**Work instruction:** Transcribe every line below exactly; no image goes into the output.

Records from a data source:
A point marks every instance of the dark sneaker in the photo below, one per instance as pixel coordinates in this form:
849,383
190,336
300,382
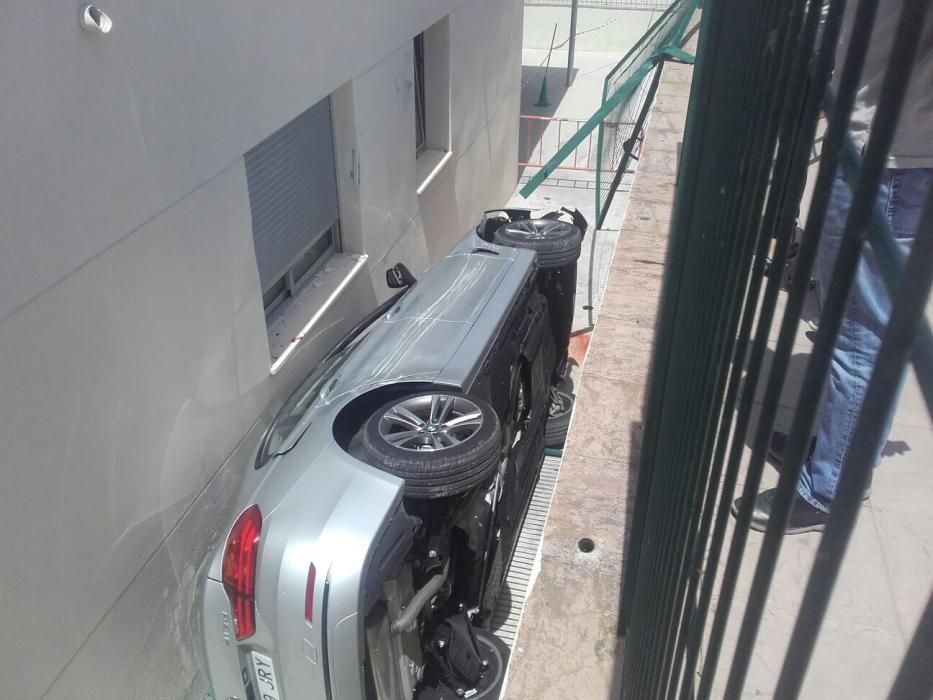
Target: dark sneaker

**Solved problem:**
A point marks every instance of the dark sneaker in the photo below, one per instance as pixel coordinates in this form:
849,383
190,336
300,382
Target: dark sneaker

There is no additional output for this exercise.